Task objective
Take the data below and copy exactly the lines starting at the one with "Target: bush" and finishing at the one with "[[14, 193]]", both included.

────────────────────────────────────────

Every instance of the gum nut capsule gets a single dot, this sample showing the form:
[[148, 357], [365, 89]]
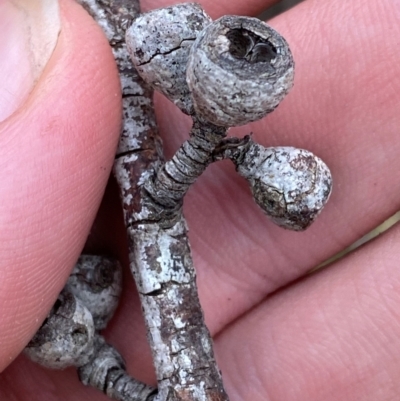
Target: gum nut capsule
[[239, 70], [158, 43], [66, 338], [97, 282], [290, 185]]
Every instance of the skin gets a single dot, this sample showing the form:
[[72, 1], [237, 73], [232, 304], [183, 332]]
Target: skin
[[279, 335]]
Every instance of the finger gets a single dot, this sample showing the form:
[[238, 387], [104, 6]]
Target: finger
[[217, 9], [343, 107], [333, 336], [56, 154]]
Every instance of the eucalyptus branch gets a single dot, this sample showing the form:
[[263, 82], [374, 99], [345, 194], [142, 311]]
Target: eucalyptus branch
[[223, 73]]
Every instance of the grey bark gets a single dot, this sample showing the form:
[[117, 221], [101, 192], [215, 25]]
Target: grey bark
[[237, 70]]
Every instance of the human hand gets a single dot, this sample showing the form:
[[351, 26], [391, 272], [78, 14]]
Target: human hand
[[330, 336]]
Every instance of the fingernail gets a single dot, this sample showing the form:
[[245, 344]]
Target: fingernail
[[29, 31]]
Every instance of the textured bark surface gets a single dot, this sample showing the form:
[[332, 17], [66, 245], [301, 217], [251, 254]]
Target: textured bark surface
[[106, 372], [160, 255], [239, 69]]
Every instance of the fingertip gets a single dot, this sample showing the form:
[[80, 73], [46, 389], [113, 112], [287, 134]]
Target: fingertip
[[56, 155]]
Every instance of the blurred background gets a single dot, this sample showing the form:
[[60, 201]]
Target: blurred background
[[266, 15], [278, 8]]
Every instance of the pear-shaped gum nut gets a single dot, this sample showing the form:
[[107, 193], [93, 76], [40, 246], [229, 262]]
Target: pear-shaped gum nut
[[97, 282], [158, 43], [66, 338], [239, 70], [290, 185]]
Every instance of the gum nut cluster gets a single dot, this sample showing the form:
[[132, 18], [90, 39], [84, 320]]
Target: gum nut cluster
[[97, 282], [239, 70], [66, 338], [158, 43], [290, 185]]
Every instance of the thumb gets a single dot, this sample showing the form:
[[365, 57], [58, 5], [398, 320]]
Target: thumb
[[57, 142]]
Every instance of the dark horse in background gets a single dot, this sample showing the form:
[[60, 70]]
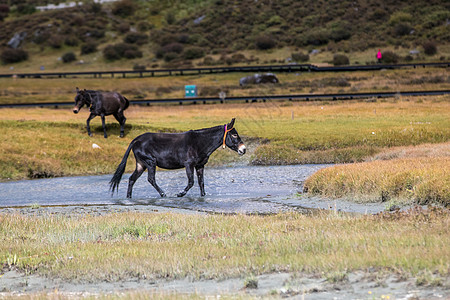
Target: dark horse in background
[[190, 150], [102, 104]]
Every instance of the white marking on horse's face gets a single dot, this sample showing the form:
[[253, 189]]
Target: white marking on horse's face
[[241, 149]]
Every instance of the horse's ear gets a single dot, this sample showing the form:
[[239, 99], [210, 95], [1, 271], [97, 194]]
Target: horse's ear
[[231, 124]]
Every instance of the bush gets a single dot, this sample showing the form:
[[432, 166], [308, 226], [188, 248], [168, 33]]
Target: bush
[[300, 57], [429, 48], [89, 47], [173, 48], [68, 57], [136, 38], [71, 41], [340, 59], [389, 57], [193, 52], [123, 8], [265, 42], [117, 51], [402, 29], [4, 11], [55, 41], [9, 55], [25, 9]]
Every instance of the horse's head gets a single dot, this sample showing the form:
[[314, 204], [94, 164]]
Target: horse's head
[[232, 139], [81, 99]]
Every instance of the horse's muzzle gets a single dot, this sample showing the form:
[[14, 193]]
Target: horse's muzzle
[[242, 149]]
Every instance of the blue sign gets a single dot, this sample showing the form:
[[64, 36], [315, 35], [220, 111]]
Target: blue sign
[[190, 91]]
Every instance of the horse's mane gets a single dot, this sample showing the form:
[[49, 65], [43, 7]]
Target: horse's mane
[[208, 129]]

────────────────────────────────────────

Answer box
Target: bush
[[300, 57], [429, 48], [89, 47], [173, 48], [68, 57], [136, 38], [71, 41], [340, 59], [389, 57], [193, 52], [123, 8], [265, 42], [117, 51], [402, 29], [4, 11], [55, 41], [9, 55], [25, 9]]
Every instance of the horse's head gets a single dot, this sample showing the form:
[[314, 204], [94, 164]]
Target: horse's head
[[232, 139], [81, 99]]
Every instance of the horse's muzzle gets a single dot, this sample showing the form:
[[14, 193]]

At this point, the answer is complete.